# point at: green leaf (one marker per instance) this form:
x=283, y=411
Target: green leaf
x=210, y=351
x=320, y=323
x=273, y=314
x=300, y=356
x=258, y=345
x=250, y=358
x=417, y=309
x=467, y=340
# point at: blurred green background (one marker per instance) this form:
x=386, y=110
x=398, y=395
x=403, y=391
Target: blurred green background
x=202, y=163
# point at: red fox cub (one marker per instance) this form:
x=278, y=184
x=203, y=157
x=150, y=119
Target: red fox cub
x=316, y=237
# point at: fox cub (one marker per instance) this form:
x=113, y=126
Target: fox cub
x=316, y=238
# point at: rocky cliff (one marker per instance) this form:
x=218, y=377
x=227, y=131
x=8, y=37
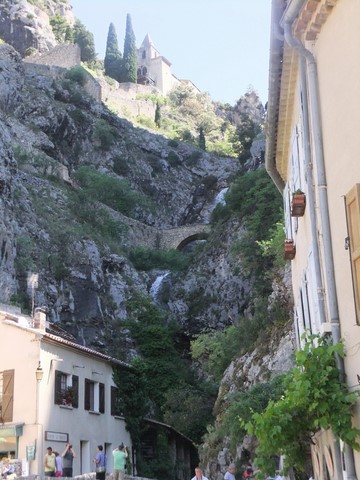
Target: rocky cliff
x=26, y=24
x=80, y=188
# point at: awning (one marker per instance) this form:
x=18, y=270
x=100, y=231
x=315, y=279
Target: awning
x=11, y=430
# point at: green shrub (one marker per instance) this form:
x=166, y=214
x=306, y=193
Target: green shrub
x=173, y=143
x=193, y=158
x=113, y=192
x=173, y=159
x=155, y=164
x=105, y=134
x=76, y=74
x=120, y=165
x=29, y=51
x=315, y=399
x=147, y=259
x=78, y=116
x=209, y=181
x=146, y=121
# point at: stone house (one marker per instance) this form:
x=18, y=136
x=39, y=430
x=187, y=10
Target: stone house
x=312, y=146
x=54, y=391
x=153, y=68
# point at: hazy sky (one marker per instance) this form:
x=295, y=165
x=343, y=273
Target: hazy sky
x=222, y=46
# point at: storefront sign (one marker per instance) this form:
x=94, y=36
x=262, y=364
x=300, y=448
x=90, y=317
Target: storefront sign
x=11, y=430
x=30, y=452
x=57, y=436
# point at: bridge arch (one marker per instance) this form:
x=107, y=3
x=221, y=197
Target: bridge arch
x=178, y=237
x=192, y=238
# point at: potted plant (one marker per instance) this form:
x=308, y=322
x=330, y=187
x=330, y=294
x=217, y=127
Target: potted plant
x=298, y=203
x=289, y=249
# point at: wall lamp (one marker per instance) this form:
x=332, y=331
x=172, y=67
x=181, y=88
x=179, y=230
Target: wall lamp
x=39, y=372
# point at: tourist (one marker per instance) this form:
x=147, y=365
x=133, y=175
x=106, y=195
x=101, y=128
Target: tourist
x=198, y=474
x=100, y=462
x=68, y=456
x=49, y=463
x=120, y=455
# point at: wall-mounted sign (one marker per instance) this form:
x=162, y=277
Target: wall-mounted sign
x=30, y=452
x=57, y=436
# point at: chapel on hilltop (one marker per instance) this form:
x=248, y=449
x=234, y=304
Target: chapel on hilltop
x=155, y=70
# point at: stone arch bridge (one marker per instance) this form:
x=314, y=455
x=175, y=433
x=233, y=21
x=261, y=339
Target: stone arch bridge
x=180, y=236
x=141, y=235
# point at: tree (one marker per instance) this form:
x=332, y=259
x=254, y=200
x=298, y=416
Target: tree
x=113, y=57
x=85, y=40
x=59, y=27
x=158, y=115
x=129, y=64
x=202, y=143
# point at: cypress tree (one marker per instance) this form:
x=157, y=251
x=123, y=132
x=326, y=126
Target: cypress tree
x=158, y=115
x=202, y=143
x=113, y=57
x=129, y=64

☆ ☆ ☆ ☆ ☆

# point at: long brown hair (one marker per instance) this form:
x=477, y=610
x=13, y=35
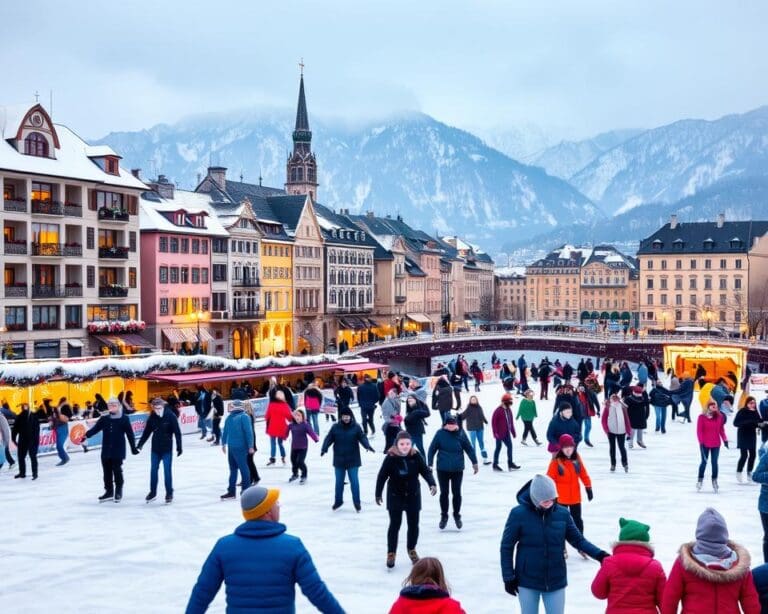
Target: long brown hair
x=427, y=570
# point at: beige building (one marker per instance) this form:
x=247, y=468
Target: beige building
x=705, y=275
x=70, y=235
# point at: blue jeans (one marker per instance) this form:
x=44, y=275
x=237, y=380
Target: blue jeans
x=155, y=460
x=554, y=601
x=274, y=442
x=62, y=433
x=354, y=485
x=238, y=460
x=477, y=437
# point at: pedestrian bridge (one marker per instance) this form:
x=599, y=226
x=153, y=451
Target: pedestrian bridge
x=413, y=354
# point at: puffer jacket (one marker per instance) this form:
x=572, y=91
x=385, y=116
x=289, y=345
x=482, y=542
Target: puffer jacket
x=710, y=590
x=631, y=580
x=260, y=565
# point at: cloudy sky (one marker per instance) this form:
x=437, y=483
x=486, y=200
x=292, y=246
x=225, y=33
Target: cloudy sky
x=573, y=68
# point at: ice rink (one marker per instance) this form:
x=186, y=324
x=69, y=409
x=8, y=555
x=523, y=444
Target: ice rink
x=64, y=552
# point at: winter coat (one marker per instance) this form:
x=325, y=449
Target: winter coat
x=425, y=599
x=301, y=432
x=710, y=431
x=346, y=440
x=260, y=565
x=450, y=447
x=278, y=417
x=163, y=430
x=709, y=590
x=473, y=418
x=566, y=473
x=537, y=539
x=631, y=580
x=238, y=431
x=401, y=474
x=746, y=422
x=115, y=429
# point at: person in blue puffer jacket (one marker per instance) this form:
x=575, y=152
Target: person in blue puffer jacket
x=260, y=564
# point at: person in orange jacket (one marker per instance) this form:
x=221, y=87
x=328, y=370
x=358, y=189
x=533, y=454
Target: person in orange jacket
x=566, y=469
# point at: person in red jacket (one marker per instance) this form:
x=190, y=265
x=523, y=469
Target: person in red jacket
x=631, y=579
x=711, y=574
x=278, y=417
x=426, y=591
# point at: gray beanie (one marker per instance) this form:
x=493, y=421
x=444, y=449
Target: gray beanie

☆ ☆ ☆ ☆ ☆

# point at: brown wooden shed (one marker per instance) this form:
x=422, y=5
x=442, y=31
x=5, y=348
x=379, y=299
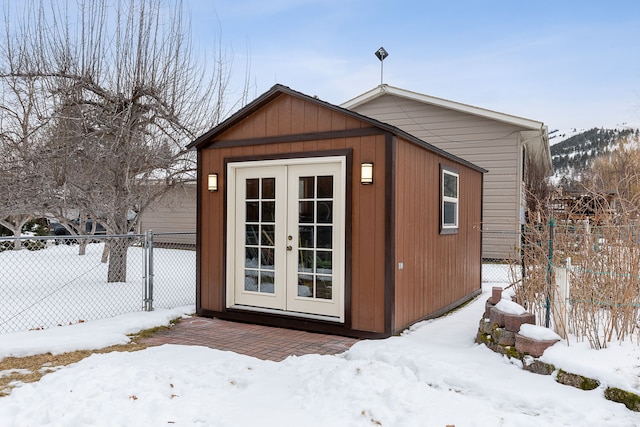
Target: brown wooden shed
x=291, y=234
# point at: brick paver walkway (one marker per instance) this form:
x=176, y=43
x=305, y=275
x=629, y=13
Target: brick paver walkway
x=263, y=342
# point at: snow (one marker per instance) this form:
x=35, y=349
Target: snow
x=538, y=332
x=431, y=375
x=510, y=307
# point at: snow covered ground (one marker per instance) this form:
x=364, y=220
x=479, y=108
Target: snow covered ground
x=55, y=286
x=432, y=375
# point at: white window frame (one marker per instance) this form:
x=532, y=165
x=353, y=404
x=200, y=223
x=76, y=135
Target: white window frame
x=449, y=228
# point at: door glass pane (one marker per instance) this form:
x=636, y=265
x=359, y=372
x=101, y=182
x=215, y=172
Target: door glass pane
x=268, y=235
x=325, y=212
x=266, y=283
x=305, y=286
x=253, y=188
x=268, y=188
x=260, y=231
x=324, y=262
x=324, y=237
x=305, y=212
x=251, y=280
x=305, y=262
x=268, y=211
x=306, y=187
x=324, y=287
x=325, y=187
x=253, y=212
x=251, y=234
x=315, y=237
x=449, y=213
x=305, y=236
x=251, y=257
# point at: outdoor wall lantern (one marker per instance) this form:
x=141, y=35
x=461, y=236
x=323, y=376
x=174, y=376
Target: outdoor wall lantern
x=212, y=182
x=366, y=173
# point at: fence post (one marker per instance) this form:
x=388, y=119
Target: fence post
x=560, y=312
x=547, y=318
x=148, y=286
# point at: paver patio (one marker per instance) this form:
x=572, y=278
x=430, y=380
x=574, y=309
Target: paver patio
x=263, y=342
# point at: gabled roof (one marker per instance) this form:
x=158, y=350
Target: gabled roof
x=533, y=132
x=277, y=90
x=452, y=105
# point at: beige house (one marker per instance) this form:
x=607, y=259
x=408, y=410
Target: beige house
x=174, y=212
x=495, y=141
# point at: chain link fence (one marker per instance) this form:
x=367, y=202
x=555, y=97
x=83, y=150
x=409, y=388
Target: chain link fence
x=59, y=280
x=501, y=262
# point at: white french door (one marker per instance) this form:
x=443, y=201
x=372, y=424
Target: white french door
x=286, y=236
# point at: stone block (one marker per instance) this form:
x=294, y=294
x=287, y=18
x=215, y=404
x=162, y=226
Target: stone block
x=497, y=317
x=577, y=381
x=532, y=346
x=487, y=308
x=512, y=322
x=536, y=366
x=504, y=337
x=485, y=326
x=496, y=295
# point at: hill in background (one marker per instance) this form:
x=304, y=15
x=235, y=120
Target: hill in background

☆ ☆ ☆ ☆ ☆

Rewrite everything from the line containing "# point at: puffer" down to the line containing "Target: gray beanie", swapping "jacket" for "parka" and leaving all else unchanged.

◆ Finished answer:
# point at: puffer parka (one marker per instance) this form:
x=572, y=91
x=385, y=116
x=289, y=345
x=482, y=542
Target: puffer parka
x=710, y=590
x=631, y=580
x=260, y=565
# point at: cloudy sky (one marker per instance) this form:
x=437, y=483
x=486, y=200
x=292, y=246
x=225, y=33
Target: cloudy sky
x=573, y=68
# point at: ice rink (one marker per instance) this form:
x=186, y=324
x=69, y=409
x=8, y=555
x=523, y=444
Target: ice rink
x=64, y=552
# point at: winter coat (one marker per instance) this form:
x=325, y=449
Target: winter coat
x=425, y=599
x=301, y=432
x=710, y=431
x=346, y=440
x=260, y=565
x=450, y=447
x=278, y=417
x=163, y=430
x=709, y=590
x=473, y=418
x=566, y=473
x=537, y=539
x=631, y=580
x=238, y=431
x=401, y=474
x=746, y=422
x=115, y=429
# point at: person in blue puffer parka (one marker per instance) this form:
x=575, y=152
Target: person in blue puffer parka
x=260, y=564
# point at: person in orange parka (one marker per instance) this form:
x=221, y=87
x=328, y=370
x=358, y=189
x=533, y=454
Target: person in orange parka
x=566, y=469
# point at: person in red parka (one marker per instance) this form:
x=190, y=265
x=523, y=469
Target: person in red parka
x=631, y=579
x=711, y=574
x=278, y=417
x=426, y=591
# point at: gray beanie (one marker per instance) this form:
x=493, y=421
x=444, y=449
Target: gray beanie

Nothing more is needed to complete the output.